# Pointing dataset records
++++
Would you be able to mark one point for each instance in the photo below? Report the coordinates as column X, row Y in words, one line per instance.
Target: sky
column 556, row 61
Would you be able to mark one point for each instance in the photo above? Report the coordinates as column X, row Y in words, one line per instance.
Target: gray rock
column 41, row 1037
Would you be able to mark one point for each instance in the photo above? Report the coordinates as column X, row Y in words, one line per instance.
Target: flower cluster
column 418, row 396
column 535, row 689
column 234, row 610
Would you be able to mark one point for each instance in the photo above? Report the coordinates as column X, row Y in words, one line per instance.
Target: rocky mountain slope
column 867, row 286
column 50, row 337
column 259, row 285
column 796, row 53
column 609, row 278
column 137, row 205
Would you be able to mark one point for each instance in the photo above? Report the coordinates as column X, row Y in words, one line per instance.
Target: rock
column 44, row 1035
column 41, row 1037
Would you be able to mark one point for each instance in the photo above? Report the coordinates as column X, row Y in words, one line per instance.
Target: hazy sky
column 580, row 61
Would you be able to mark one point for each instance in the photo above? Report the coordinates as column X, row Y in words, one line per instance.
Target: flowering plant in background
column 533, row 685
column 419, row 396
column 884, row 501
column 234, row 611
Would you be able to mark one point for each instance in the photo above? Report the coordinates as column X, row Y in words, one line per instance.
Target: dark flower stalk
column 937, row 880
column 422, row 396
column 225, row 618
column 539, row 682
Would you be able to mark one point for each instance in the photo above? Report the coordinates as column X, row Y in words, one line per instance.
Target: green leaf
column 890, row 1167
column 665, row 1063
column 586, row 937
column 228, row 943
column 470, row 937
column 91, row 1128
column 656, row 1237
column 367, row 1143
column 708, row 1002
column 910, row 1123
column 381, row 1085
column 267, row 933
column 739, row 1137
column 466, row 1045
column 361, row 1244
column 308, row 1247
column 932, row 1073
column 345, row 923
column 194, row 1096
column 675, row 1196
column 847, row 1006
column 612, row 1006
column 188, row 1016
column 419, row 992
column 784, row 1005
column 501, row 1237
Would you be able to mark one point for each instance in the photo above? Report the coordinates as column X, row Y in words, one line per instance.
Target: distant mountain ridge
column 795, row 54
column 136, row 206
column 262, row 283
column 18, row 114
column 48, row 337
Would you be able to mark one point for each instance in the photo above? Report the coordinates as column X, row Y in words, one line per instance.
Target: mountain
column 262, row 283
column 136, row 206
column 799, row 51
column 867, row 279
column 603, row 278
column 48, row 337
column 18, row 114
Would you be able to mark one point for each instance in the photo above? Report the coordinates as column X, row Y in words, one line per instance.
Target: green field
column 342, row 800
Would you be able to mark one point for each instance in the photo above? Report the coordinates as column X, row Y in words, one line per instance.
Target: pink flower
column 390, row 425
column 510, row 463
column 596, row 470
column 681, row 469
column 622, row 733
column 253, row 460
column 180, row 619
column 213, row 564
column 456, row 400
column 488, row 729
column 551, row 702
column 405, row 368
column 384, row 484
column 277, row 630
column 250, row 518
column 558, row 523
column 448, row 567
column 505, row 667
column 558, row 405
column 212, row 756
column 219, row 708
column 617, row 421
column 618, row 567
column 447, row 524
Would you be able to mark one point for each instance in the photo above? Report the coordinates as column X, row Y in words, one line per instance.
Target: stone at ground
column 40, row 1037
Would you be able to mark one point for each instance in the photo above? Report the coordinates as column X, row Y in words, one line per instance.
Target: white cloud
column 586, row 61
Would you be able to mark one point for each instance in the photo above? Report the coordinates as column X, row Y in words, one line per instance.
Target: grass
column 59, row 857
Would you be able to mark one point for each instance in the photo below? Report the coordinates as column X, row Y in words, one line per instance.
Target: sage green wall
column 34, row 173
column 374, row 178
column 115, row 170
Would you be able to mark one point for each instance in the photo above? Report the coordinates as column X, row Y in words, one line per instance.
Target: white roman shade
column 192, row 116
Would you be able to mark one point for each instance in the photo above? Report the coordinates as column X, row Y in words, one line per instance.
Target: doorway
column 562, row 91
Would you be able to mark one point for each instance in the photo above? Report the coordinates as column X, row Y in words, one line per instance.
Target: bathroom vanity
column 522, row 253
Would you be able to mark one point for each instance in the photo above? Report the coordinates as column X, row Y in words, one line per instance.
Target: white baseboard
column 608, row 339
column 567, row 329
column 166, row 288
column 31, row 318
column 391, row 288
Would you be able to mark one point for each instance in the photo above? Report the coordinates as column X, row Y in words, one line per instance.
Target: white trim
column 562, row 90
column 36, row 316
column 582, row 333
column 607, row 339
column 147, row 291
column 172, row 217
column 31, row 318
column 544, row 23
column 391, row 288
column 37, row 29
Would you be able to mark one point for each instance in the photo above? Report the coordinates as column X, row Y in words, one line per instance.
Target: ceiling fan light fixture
++++
# Given exercise
Reproduce the complete data exactly as presented above.

# Answer to the exercise
Would you be able to mark one point for each instance in the photo below? Report the coordinates as column X, row Y in words, one line per instance.
Target: sky
column 556, row 61
Would you be able to mark one point for each instance in the photo above? Report the coordinates as column X, row Y in words, one line per instance.
Target: gray rock
column 41, row 1037
Would you be able to mark one point for each instance in the photo above? Report the coordinates as column X, row Y in words, one line per instance.
Target: flower cluster
column 418, row 396
column 535, row 689
column 234, row 610
Would you be able to mark one point for each instance in the photo above? Report the coordinates as column X, row Y in words, one line per instance.
Target: rocky mountain slope
column 867, row 286
column 50, row 337
column 259, row 285
column 796, row 53
column 609, row 278
column 137, row 205
Would you be able to mark one point for each instance in the photo above? Report the coordinates as column X, row Y in words, one line per instance.
Target: rock
column 44, row 1035
column 41, row 1037
Would you be able to mark one point for each instance in the photo above? Report the coordinates as column X, row Y in words, one line per instance.
Target: hazy sky
column 580, row 61
Would you be able to mark one point for each instance in the photo above? Report the coordinates as column X, row Y in words, one line per instance.
Target: flowering plant in background
column 533, row 685
column 419, row 396
column 884, row 501
column 234, row 611
Would you be able to mark one point for each instance in the photo above? Report the coordinates as column X, row Y in words, one line per instance.
Target: dark flower stalk
column 937, row 880
column 422, row 396
column 225, row 618
column 539, row 682
Would you be able to mark one point for each instance in the photo above? Report the coordinates as column X, row Y in words, one line per instance.
Target: green leaf
column 890, row 1167
column 665, row 1063
column 586, row 937
column 228, row 943
column 470, row 937
column 91, row 1128
column 656, row 1237
column 367, row 1143
column 708, row 1002
column 910, row 1123
column 381, row 1085
column 267, row 933
column 739, row 1137
column 466, row 1045
column 361, row 1244
column 308, row 1247
column 932, row 1073
column 345, row 923
column 194, row 1096
column 675, row 1196
column 847, row 1006
column 612, row 1006
column 188, row 1016
column 419, row 992
column 784, row 1005
column 501, row 1237
Would you be able to mark one point for each instance in the photo above? Report the coordinates as column X, row Y in words, one line per instance.
Target: distant mountain ridge
column 795, row 54
column 136, row 206
column 262, row 283
column 18, row 114
column 48, row 337
Would you be able to mark one point for each instance in the photo above? Report the coordinates as column X, row Y in words, one line per instance.
Target: mountain
column 262, row 283
column 136, row 206
column 799, row 51
column 867, row 279
column 603, row 278
column 48, row 337
column 18, row 114
Would you be able to mark one point for each instance in the photo above? Report the coordinates as column X, row Y in words, one line per instance.
Target: green field
column 342, row 800
Would you be able to mark one point for each instance in the photo above? Report the coordinates as column X, row Y in words, one line per instance.
Target: pink flower
column 390, row 425
column 510, row 463
column 596, row 470
column 681, row 469
column 622, row 733
column 253, row 460
column 180, row 619
column 213, row 564
column 456, row 400
column 488, row 729
column 551, row 702
column 405, row 368
column 384, row 484
column 277, row 630
column 250, row 518
column 558, row 523
column 448, row 567
column 505, row 667
column 558, row 405
column 212, row 756
column 219, row 708
column 617, row 421
column 618, row 567
column 447, row 524
Would you be able to mark one point for each instance in the photo above? Report the coordinates as column X, row Y in words, one line per instance.
Target: stone at ground
column 40, row 1037
Would you be able to mark one point for each instance in the photo above? Report the coordinates as column X, row Y in words, one line per instance.
Target: white cloud
column 586, row 61
Would you be able to mark one point for each instance in the photo above? Report the coordinates as column X, row Y in words, one line per instance.
Target: grass
column 59, row 857
Would you be able to mark one point for each instance in the photo below? Report the coordinates as column X, row Y in words, one line per instance.
Target: sage green wall
column 34, row 173
column 374, row 178
column 115, row 170
Would you be able to mark one point for each instance in the photo above? Report the coordinates as column X, row Y in words, one line per instance.
Target: white roman shade
column 192, row 116
Would you be able to mark one point for each instance in the photo above? Report the coordinates as column X, row Y in words, one line per instance.
Target: doorway
column 562, row 91
Would you be able to mark one point for each instance in the photo above? Report the coordinates as column X, row Y in words, one line per instance.
Target: bathroom vanity
column 522, row 253
Would you be able to mark one point for each instance in the photo above? Report the coordinates as column X, row Y in words, one line per instance.
Target: white baseboard
column 608, row 339
column 567, row 329
column 166, row 288
column 31, row 318
column 391, row 288
Would you be able to mark one point for each instance in the photo above? Report the coordinates as column X, row Y in words, one line per instance.
Target: white trim
column 562, row 90
column 36, row 316
column 582, row 333
column 607, row 339
column 147, row 291
column 172, row 217
column 31, row 318
column 544, row 23
column 391, row 288
column 37, row 29
Would you be able to mark one point for each instance in the photo above? Report the coordinates as column X, row Y in words, one line per instance.
Target: ceiling fan light fixture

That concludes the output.